Task to carry out = Gather every line of the listing below that contains the string "sleeve", copying each such line in full. Case counts.

[Stored entries]

'''

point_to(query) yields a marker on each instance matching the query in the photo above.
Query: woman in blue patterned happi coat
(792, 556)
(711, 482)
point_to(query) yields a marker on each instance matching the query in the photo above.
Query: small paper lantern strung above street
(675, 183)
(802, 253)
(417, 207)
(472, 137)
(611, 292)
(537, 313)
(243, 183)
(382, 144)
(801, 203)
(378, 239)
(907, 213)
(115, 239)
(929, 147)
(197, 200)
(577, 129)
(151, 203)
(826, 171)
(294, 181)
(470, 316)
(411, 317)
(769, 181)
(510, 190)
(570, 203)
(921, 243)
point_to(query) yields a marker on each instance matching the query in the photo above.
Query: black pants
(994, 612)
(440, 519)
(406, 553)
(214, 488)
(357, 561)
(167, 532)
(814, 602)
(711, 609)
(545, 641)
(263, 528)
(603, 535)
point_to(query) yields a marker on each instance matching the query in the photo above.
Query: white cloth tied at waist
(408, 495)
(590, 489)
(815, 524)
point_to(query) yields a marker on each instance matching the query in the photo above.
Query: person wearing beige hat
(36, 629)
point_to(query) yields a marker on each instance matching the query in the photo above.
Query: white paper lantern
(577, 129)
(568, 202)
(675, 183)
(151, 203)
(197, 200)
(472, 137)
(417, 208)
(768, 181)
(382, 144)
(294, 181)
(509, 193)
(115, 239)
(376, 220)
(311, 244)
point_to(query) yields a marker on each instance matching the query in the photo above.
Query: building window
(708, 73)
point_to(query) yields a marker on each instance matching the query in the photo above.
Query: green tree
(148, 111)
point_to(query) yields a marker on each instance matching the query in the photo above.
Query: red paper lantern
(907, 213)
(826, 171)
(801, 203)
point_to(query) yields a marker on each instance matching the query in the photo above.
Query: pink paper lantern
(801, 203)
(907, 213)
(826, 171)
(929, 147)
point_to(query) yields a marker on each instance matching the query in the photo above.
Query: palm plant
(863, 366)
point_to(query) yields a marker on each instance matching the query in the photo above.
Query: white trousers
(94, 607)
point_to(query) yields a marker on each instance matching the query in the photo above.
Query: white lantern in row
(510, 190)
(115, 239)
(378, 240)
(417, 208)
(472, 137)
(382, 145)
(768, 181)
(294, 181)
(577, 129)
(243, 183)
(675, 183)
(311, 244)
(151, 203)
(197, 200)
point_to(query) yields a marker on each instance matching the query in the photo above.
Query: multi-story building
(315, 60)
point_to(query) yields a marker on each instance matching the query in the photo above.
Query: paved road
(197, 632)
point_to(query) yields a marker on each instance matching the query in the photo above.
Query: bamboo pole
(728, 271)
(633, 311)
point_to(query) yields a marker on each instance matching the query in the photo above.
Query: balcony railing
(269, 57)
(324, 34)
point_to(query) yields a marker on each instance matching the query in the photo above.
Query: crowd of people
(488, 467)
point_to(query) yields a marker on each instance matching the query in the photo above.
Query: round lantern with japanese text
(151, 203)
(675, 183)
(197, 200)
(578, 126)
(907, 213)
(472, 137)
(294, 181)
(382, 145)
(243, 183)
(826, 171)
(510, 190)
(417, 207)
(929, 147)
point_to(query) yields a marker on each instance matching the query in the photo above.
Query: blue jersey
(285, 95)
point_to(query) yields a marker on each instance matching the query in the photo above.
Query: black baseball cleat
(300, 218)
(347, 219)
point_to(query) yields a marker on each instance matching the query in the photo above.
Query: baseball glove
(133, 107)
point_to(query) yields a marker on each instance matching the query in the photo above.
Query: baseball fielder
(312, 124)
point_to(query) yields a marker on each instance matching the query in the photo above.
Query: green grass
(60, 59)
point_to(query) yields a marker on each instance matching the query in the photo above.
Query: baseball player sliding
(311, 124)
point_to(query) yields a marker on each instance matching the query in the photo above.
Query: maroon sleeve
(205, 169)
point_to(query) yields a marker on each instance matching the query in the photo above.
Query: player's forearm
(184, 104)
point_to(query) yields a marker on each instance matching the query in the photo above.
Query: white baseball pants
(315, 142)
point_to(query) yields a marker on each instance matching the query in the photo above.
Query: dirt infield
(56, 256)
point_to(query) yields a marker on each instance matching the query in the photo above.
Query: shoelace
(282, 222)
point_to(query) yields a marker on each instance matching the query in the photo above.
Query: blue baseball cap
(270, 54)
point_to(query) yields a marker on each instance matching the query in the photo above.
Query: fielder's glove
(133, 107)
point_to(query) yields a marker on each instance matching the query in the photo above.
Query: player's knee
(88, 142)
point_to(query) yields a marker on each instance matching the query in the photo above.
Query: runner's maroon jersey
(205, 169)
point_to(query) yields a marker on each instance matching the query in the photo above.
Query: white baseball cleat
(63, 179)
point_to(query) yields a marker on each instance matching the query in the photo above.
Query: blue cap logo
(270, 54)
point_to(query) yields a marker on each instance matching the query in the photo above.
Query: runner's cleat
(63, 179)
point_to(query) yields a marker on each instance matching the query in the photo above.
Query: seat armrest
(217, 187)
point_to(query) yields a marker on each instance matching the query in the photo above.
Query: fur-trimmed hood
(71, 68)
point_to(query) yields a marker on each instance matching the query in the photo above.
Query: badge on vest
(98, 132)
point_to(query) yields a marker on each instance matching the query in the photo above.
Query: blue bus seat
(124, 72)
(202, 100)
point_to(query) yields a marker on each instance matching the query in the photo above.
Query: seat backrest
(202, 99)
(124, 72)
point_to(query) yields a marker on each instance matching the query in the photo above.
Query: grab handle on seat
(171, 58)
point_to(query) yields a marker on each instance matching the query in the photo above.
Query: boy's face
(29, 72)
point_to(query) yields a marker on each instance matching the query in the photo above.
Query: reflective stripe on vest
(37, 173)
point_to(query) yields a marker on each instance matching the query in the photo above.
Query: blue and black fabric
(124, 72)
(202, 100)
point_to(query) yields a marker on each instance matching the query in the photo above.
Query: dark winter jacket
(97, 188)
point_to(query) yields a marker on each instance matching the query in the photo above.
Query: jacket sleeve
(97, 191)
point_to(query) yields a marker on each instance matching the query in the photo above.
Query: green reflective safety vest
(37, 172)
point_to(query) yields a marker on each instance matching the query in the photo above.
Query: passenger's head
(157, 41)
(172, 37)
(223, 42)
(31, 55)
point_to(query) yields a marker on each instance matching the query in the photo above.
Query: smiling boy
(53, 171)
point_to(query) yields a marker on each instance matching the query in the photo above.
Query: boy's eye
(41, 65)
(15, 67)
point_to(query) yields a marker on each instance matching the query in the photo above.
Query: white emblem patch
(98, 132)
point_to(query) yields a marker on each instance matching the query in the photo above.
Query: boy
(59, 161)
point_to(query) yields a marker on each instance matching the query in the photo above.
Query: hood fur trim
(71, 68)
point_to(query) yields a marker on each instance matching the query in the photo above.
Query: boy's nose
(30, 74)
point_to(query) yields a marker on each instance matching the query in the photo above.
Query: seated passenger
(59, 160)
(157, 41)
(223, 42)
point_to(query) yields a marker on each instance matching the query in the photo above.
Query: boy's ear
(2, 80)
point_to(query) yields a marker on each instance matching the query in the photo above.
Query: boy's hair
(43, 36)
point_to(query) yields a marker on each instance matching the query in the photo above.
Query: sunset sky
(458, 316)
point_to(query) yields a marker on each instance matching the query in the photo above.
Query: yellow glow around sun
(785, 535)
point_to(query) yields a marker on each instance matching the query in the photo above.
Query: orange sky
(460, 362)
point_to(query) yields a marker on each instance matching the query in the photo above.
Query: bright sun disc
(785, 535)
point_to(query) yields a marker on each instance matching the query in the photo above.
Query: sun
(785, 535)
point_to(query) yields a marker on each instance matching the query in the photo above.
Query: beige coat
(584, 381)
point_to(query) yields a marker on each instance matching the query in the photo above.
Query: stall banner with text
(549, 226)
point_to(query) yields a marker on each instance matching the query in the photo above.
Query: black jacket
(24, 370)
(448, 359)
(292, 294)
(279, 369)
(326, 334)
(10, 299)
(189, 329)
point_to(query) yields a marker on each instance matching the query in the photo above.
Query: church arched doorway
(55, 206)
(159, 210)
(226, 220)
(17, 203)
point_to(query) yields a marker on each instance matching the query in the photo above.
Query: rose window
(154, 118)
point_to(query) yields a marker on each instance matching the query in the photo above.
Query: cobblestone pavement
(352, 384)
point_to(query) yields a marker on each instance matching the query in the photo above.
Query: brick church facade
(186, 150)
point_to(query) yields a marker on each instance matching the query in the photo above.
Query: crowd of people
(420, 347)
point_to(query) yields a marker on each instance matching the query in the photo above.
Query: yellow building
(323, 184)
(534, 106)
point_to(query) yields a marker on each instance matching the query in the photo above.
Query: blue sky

'''

Task result =
Query: maroon sleeve
Query: jacket sleeve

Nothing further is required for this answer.